**REQUIRED TASK:** Copy the records below word for word, from the start through the line that contains "[[132, 65]]".

**ENTRIES SHOWN:**

■ ■ ■ ■ ■ ■ ■

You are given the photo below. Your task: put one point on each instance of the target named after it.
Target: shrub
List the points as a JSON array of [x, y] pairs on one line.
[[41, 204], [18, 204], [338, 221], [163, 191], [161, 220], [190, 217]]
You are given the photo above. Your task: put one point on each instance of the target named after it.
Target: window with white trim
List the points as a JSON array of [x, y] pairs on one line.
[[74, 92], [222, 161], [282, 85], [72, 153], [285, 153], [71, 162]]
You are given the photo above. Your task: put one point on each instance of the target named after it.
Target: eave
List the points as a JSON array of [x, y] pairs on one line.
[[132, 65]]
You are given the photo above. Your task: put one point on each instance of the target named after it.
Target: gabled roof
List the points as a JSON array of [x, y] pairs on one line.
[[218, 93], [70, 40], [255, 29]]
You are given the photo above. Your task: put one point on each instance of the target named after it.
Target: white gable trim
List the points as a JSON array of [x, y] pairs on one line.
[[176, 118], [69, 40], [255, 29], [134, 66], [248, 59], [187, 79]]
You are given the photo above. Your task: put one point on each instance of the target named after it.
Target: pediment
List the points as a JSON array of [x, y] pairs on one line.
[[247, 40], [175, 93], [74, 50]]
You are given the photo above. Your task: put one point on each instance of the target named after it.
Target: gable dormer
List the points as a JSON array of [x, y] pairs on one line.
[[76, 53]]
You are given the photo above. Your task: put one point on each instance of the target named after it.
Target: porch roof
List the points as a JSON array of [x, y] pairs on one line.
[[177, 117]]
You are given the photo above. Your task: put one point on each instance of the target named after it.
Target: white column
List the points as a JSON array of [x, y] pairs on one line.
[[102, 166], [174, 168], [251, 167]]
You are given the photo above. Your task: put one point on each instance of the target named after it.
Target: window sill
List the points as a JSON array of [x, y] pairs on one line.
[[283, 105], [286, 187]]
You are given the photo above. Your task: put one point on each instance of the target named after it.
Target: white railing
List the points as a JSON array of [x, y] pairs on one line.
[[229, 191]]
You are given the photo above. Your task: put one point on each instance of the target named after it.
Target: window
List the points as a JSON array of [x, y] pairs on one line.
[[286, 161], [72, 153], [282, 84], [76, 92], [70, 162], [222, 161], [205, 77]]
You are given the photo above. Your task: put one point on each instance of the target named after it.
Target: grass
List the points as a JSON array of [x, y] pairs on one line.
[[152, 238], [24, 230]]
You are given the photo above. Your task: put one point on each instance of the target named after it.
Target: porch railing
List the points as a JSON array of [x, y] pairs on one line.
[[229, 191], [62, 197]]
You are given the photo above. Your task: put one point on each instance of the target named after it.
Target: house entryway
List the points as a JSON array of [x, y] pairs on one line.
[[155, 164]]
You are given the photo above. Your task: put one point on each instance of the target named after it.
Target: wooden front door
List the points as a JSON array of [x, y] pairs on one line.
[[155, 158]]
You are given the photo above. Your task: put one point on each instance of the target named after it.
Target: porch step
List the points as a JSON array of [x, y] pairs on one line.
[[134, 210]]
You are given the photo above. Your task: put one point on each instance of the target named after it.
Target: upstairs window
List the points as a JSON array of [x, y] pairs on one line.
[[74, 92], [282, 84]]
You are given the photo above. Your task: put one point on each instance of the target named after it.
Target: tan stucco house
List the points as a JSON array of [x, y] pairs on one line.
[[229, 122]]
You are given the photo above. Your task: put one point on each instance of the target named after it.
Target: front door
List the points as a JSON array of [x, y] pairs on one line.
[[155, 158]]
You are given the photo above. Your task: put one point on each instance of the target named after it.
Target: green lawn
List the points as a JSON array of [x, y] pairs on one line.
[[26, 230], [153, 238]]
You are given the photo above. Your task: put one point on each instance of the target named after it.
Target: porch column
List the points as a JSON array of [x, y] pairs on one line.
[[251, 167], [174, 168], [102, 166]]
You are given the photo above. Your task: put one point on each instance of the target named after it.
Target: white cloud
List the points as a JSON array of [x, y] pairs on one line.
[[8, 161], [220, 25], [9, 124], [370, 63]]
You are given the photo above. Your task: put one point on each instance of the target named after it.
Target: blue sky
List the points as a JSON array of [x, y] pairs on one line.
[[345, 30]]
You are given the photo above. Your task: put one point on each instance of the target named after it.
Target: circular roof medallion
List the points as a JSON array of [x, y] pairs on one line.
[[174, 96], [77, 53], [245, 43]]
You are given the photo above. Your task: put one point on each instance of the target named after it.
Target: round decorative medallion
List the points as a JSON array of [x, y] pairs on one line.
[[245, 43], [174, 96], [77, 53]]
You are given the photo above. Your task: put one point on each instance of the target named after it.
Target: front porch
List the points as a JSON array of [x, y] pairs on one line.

■ ■ ■ ■ ■ ■ ■

**RESPONSE TO THIS TASK:**
You are given the photo below. Your task: put one point on each instance of the target named after it.
Target: shrub
List the points as a JSON array of [x, y] pairs on one line.
[[41, 204], [18, 204], [338, 221], [163, 191], [161, 220], [190, 217]]
You are given the photo above. Your task: put one point on each instance of the target named after it.
Target: window with white trim
List the points as a JSON array of [x, y] pairs on one line.
[[74, 92], [222, 161], [282, 85], [72, 153], [285, 153], [71, 162]]
You are given the photo above. Your task: put one point on each instance of the target named after it.
Target: eave
List the points as a JSON array of [x, y] pairs on one line.
[[132, 65]]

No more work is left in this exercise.